YouTube-Agent.bundle icon indicating copy to clipboard operation
YouTube-Agent.bundle copied to clipboard

Agent fails to download content when there is a content warning

Open ankenyr opened this issue 7 years ago • 6 comments

So for a video like the following https://www.youtube.com/watch?ajax=1&v=G0Qz-ZCwbaQ The agent is unable to get this information. It would be nice if there was a mechanism to do this. I imagine you would need to provide a username/password though this might cause problems if a person is using two factor. I don't know if you know a better way to approach this @sander1. Is there a secure way for plex agents to store passwords? I imagine I could just make a one off account used only for requesting stuff for the metadata.

ankenyr avatar Jun 05 '17 06:06 ankenyr

Hi @sander1 I finally took a look into this and I believe I have a solution but I am running into a bit of a problem. What modified things a bit on the original lines but they can easily be changed back. The idea is if I see there is a key 'content' in the json we pass. If not then we check if there is 'verify_age' in the value for key 'location'. If so we will use urllib2Request to download it again and beautifulsoup to grab the correct information. This works well enough in standard python but it fails inside of the plugin with a certificate error. Pay no mind to the fact that I have shitty if elif statements. I will fix those up and this was mostly for testing as I was debugging stuff.

Data segment:
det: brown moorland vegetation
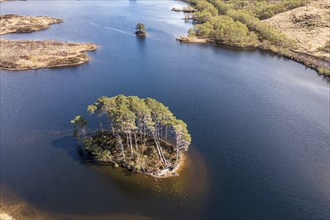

Required actions:
1 > From the YouTube agent issue thread, extract the stretch from "YouTube-Agent.bundle icon indicating" through "for the metadata.".
2 > List every term that the YouTube agent issue thread encloses in single quotation marks.

The answers:
1 >
YouTube-Agent.bundle icon indicating copy to clipboard operation
YouTube-Agent.bundle copied to clipboard

Agent fails to download content when there is a content warning

Open ankenyr opened this issue 7 years ago • 6 comments

So for a video like the following https://www.youtube.com/watch?ajax=1&v=G0Qz-ZCwbaQ The agent is unable to get this information. It would be nice if there was a mechanism to do this. I imagine you would need to provide a username/password though this might cause problems if a person is using two factor. I don't know if you know a better way to approach this @sander1. Is there a secure way for plex agents to store passwords? I imagine I could just make a one off account used only for requesting stuff for the metadata.

2 >
- content
- verify_age
- location